**Written request**. How many lines in the listing below contain the string "clump"? Matching is case-sensitive; reply with the number alone.

(A run of records)
• • • • •
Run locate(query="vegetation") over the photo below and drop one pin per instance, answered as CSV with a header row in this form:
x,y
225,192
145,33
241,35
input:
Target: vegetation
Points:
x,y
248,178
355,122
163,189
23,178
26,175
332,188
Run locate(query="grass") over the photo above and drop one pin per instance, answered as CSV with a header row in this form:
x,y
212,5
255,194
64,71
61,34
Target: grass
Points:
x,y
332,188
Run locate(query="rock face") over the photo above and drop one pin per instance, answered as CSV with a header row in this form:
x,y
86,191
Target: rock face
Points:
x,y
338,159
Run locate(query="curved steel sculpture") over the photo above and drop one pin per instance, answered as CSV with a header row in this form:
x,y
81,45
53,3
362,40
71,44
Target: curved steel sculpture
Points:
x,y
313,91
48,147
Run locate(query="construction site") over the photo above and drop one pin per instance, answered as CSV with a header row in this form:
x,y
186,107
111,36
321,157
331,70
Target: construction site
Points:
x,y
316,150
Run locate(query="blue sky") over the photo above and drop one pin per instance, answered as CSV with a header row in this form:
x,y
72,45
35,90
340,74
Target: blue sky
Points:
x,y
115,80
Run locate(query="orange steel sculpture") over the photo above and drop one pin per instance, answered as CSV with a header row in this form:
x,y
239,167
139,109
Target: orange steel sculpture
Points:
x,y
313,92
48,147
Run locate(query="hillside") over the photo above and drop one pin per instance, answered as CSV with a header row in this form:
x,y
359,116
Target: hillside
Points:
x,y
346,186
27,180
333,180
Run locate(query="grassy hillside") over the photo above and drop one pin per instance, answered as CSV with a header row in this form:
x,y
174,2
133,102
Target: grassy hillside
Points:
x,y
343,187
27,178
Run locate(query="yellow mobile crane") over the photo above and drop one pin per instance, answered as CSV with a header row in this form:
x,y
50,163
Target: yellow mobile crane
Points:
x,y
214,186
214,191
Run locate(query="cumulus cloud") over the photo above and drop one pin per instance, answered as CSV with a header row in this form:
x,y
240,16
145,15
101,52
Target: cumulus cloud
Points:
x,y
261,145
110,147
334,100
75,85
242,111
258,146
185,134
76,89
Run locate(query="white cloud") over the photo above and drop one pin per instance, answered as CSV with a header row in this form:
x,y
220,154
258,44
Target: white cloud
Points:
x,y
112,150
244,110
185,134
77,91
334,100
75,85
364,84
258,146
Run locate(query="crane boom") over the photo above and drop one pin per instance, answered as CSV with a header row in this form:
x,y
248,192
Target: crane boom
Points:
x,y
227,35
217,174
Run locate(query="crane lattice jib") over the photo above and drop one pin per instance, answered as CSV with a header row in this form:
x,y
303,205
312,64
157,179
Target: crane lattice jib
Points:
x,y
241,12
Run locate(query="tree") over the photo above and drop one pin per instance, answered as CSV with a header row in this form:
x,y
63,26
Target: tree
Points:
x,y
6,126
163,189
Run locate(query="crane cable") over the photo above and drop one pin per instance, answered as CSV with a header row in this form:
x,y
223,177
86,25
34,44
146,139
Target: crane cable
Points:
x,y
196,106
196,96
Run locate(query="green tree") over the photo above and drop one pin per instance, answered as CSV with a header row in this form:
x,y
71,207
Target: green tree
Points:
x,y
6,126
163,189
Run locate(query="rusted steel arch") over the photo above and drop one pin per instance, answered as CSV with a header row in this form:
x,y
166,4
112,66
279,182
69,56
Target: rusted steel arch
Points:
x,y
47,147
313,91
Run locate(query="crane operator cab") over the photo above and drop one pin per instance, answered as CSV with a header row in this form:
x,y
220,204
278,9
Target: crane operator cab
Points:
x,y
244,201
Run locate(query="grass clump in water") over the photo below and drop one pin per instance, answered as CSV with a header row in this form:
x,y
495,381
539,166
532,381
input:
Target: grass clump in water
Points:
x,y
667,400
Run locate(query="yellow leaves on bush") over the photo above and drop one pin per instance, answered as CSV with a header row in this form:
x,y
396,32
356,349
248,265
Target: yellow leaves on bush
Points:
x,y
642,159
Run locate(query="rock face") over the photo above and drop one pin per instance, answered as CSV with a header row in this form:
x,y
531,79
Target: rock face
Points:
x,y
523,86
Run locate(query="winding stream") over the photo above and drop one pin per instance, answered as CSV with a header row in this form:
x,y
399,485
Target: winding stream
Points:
• • • • •
**Solution to this problem**. 2